**YOUR GOAL**
Rewrite the emerging-market report starting with "(Bloomberg) — Traders" and going on through "an economic downturn.", substituting "rescue package" for "lifeline".

**TEXT EXCERPT**
________
Traders pared bets on emerging-market stocks, bonds and currencies on Friday as worries over the health of the banking sector mounted, stoking jitters of a global recession.
(Bloomberg) — Traders pared bets on emerging-market stocks, bonds and currencies on Friday as worries over the health of the banking sector mounted, stoking jitters of a global recession.
The main MSCI indices for emerging-market currencies and stocks trimmed daily advances during the US session amid a broad selloff in riskier assets, as investors worried the $30 billion lifeline that the biggest US lenders threw to First Republic Bank won’t be enough to prevent an economic downturn.
“EM is simply a passenger in the current global macro volatility train,” said Patrick Esteruelas, head of research at Emso Asset Management. “We are completely at the mercy of whether the market prices a systemic financial meltdown or instead believes that the combination of unique vulnerabilities of a sub-segment of banks and a strong response from the authorities is enough for us to trade fundamentals again.”
________
**DATA ENTRIES**

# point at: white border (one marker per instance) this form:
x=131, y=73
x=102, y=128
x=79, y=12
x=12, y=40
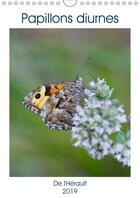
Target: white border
x=42, y=187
________
**THE REPLY**
(Bloomberg) — Traders pared bets on emerging-market stocks, bonds and currencies on Friday as worries over the health of the banking sector mounted, stoking jitters of a global recession.
The main MSCI indices for emerging-market currencies and stocks trimmed daily advances during the US session amid a broad selloff in riskier assets, as investors worried the $30 billion rescue package that the biggest US lenders threw to First Republic Bank won’t be enough to prevent an economic downturn.